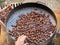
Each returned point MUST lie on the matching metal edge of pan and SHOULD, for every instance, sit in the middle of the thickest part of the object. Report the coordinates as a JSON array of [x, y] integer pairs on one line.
[[31, 4]]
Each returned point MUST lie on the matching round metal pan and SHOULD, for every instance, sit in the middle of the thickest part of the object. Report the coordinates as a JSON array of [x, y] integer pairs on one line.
[[26, 8]]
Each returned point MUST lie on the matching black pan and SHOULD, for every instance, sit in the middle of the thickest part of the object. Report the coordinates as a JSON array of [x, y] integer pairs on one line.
[[26, 8]]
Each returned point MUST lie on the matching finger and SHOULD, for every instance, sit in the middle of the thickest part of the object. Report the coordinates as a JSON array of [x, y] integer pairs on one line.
[[22, 38], [26, 44]]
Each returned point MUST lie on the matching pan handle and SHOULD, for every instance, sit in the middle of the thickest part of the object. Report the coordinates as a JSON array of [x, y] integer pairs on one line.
[[41, 2]]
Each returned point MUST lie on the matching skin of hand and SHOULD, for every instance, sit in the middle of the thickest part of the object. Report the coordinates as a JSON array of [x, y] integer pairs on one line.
[[20, 40]]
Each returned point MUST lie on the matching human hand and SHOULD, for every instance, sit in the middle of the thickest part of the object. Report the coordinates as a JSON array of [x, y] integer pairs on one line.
[[20, 40]]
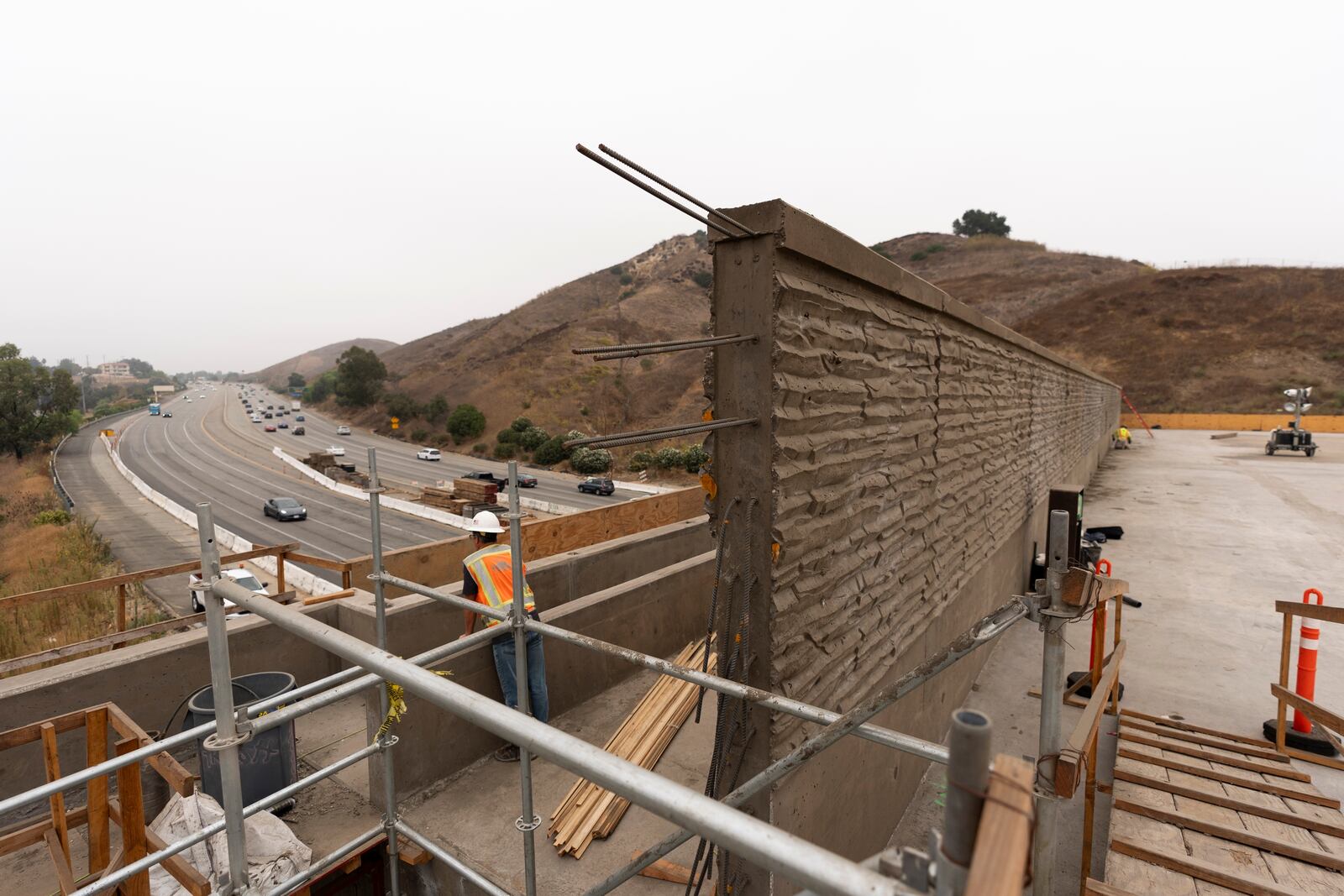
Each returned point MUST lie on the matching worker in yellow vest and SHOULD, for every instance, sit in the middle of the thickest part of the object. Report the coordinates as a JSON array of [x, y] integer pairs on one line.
[[488, 578]]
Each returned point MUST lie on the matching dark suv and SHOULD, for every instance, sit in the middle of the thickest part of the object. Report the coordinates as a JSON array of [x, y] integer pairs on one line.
[[597, 485]]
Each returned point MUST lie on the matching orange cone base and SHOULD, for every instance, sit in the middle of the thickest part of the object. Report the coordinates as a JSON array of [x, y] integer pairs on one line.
[[1315, 741]]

#### [Directions]
Repeat the data above starting at the line with "Each returned point MUST lie on the matching worker" and ending at its last line, exactly, with no other lines.

#### [Answer]
Each returned point MUST lie on the matching worker in yellow vest and SHOULD, for every instance, sit in the middle of the thickest part of the object. Report the coordinates as a JSON array of [x, y] integer pairs on one line.
[[488, 578]]
Each returned point MUST lie on the matching dark suv and SHOULD, for every instance, sit in the middle of the thickest part of the object. Report the coordinates as a JSON array of [x, y] integer pairs on one line.
[[597, 485]]
Each returned point MUST lie on the matching orange cone base and SHOULD, for every instance, sit in the middle of the thickest part of the object. Report the coordinates as a JSON array of [x, y] integer pairs on one line.
[[1315, 741]]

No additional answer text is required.